Count how many lines hold "below" in the records, and respond with that number by itself.
DATASET EXTRACT: Begin
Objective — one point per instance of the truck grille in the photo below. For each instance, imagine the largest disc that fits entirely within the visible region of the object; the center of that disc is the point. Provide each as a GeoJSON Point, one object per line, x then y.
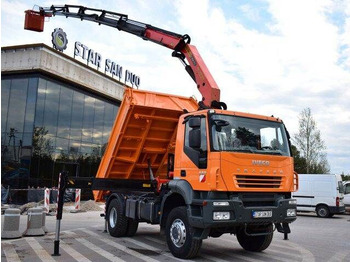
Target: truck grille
{"type": "Point", "coordinates": [246, 181]}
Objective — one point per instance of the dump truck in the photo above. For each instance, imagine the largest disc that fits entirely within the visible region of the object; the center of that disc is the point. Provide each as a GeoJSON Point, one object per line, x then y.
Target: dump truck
{"type": "Point", "coordinates": [194, 168]}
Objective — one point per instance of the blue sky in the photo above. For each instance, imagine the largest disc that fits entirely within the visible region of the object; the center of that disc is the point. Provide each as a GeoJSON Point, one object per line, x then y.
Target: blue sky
{"type": "Point", "coordinates": [269, 57]}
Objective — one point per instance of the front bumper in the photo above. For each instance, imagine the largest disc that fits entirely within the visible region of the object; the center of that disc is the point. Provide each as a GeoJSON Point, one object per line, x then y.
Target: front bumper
{"type": "Point", "coordinates": [201, 213]}
{"type": "Point", "coordinates": [337, 210]}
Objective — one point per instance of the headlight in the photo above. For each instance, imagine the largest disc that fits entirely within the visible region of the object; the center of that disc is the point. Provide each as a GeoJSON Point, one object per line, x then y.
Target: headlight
{"type": "Point", "coordinates": [291, 212]}
{"type": "Point", "coordinates": [223, 203]}
{"type": "Point", "coordinates": [293, 202]}
{"type": "Point", "coordinates": [221, 215]}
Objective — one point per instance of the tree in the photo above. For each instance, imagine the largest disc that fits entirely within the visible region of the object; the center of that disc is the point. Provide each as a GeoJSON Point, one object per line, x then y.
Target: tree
{"type": "Point", "coordinates": [299, 161]}
{"type": "Point", "coordinates": [309, 143]}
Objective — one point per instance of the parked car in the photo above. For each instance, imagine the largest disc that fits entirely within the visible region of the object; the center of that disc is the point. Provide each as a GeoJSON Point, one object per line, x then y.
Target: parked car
{"type": "Point", "coordinates": [322, 193]}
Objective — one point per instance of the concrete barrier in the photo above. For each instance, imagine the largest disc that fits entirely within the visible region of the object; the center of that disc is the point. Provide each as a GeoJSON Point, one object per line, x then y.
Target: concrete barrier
{"type": "Point", "coordinates": [34, 222]}
{"type": "Point", "coordinates": [11, 224]}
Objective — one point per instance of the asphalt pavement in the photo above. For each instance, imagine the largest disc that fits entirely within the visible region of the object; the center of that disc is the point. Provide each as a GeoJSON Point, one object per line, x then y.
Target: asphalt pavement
{"type": "Point", "coordinates": [82, 239]}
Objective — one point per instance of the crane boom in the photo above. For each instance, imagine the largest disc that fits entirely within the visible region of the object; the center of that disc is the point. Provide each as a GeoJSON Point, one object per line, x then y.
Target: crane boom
{"type": "Point", "coordinates": [187, 53]}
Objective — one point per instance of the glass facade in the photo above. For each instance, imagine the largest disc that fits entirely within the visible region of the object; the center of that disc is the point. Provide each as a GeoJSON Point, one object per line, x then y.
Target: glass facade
{"type": "Point", "coordinates": [48, 126]}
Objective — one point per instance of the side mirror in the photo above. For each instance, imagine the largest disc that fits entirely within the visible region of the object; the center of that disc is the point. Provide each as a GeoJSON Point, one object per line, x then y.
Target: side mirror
{"type": "Point", "coordinates": [195, 139]}
{"type": "Point", "coordinates": [219, 124]}
{"type": "Point", "coordinates": [194, 122]}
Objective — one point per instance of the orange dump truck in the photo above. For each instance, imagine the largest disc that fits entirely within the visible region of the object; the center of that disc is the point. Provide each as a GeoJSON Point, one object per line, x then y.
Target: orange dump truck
{"type": "Point", "coordinates": [196, 173]}
{"type": "Point", "coordinates": [196, 169]}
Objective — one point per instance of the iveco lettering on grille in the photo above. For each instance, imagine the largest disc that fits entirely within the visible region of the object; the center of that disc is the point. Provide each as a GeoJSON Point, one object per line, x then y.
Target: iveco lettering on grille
{"type": "Point", "coordinates": [260, 163]}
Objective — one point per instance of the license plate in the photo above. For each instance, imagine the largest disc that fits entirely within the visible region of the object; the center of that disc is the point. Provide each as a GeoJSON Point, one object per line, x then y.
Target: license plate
{"type": "Point", "coordinates": [261, 214]}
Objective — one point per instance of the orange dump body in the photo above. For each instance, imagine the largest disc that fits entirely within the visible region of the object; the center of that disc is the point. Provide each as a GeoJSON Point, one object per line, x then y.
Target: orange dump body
{"type": "Point", "coordinates": [144, 131]}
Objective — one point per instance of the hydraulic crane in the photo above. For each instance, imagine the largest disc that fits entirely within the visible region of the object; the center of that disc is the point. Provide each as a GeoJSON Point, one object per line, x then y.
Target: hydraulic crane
{"type": "Point", "coordinates": [187, 53]}
{"type": "Point", "coordinates": [195, 173]}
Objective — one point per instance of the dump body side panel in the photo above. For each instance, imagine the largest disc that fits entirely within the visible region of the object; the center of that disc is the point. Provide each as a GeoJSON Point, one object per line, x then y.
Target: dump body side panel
{"type": "Point", "coordinates": [144, 131]}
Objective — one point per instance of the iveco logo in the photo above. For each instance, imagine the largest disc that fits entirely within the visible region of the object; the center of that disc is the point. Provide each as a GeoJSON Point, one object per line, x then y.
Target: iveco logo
{"type": "Point", "coordinates": [260, 163]}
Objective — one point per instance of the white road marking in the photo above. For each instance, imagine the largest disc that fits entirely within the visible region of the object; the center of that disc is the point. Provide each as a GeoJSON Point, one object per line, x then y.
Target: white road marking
{"type": "Point", "coordinates": [122, 248]}
{"type": "Point", "coordinates": [95, 248]}
{"type": "Point", "coordinates": [39, 250]}
{"type": "Point", "coordinates": [10, 253]}
{"type": "Point", "coordinates": [340, 256]}
{"type": "Point", "coordinates": [307, 256]}
{"type": "Point", "coordinates": [73, 253]}
{"type": "Point", "coordinates": [141, 244]}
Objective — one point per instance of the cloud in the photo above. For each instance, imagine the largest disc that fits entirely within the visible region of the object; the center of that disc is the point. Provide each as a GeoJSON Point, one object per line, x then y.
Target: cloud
{"type": "Point", "coordinates": [268, 57]}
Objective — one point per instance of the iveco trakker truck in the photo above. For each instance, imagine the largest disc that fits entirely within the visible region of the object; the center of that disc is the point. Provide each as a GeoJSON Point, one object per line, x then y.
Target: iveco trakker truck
{"type": "Point", "coordinates": [196, 169]}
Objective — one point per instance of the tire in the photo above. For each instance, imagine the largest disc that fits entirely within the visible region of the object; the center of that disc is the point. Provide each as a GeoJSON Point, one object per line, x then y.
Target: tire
{"type": "Point", "coordinates": [255, 243]}
{"type": "Point", "coordinates": [322, 211]}
{"type": "Point", "coordinates": [179, 235]}
{"type": "Point", "coordinates": [117, 222]}
{"type": "Point", "coordinates": [132, 227]}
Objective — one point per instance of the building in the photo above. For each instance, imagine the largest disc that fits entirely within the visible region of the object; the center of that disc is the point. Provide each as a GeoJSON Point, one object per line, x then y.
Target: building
{"type": "Point", "coordinates": [56, 113]}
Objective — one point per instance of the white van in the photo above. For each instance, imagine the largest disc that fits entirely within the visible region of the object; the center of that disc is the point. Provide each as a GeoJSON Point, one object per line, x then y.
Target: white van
{"type": "Point", "coordinates": [347, 193]}
{"type": "Point", "coordinates": [323, 193]}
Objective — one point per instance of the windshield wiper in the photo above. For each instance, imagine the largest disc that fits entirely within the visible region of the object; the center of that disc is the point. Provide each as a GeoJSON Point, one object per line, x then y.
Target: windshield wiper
{"type": "Point", "coordinates": [269, 152]}
{"type": "Point", "coordinates": [246, 150]}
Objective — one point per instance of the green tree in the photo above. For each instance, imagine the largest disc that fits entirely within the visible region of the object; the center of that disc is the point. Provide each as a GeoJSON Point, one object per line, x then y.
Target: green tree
{"type": "Point", "coordinates": [299, 161]}
{"type": "Point", "coordinates": [308, 141]}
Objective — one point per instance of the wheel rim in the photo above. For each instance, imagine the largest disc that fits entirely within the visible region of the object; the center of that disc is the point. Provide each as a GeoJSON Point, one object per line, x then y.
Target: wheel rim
{"type": "Point", "coordinates": [178, 233]}
{"type": "Point", "coordinates": [322, 212]}
{"type": "Point", "coordinates": [113, 217]}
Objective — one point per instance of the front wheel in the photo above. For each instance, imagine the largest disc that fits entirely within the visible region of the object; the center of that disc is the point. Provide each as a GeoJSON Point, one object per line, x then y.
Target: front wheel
{"type": "Point", "coordinates": [322, 211]}
{"type": "Point", "coordinates": [179, 235]}
{"type": "Point", "coordinates": [258, 238]}
{"type": "Point", "coordinates": [117, 222]}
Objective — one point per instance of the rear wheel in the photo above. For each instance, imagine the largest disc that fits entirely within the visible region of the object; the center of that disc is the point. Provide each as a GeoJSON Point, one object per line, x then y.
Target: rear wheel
{"type": "Point", "coordinates": [132, 227]}
{"type": "Point", "coordinates": [179, 235]}
{"type": "Point", "coordinates": [255, 243]}
{"type": "Point", "coordinates": [322, 211]}
{"type": "Point", "coordinates": [117, 222]}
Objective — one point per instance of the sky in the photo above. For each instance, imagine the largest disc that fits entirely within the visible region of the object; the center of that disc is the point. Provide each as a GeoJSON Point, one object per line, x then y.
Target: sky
{"type": "Point", "coordinates": [268, 57]}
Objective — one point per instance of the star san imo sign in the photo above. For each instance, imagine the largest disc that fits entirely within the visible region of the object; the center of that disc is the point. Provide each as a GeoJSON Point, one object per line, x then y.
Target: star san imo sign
{"type": "Point", "coordinates": [59, 39]}
{"type": "Point", "coordinates": [111, 68]}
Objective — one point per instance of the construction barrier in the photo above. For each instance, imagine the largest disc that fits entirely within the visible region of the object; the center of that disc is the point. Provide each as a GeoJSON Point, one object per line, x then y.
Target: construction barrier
{"type": "Point", "coordinates": [44, 220]}
{"type": "Point", "coordinates": [11, 224]}
{"type": "Point", "coordinates": [47, 200]}
{"type": "Point", "coordinates": [35, 222]}
{"type": "Point", "coordinates": [77, 199]}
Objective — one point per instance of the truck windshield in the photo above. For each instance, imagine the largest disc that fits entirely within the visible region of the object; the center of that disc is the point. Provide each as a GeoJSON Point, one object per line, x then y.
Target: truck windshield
{"type": "Point", "coordinates": [247, 135]}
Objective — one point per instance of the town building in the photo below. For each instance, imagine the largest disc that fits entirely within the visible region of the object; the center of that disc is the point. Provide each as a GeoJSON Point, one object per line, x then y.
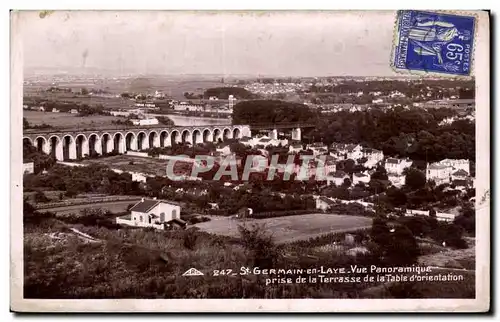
DATASET EXTRACT: End
RESULT OF THE EXERCISE ▸ 2